++++ Input data ++++

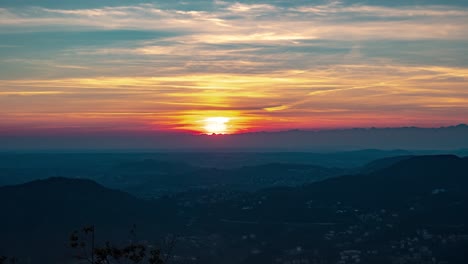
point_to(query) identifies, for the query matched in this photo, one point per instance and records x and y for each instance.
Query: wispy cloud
(262, 65)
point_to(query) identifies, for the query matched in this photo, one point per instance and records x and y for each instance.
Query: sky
(231, 66)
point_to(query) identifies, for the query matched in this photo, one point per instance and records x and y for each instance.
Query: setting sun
(216, 125)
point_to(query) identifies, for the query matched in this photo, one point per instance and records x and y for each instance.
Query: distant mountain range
(443, 138)
(423, 191)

++++

## Stated task:
Put the lines of the rows above into a numbered list, leaving out blank lines and the pictures.

## Written reply:
1. point_to(query) identifies, for the query matched in this photo, one point per instance and records x and y for each instance.
2. Query: wispy cloud
3. (262, 65)
4. point_to(query) identifies, for the query matched in this photo, one point per instance and records x and y for each instance.
5. Query: sky
6. (231, 66)
7. point_to(query) identifies, for the query matched in this photo, one point per instance and records x and y for each instance.
8. Query: setting sun
9. (216, 125)
10. point_to(query) identifies, for the query matched in this photo, one point per instance and records x and y for each instance.
11. Query: distant mountain range
12. (443, 138)
13. (423, 191)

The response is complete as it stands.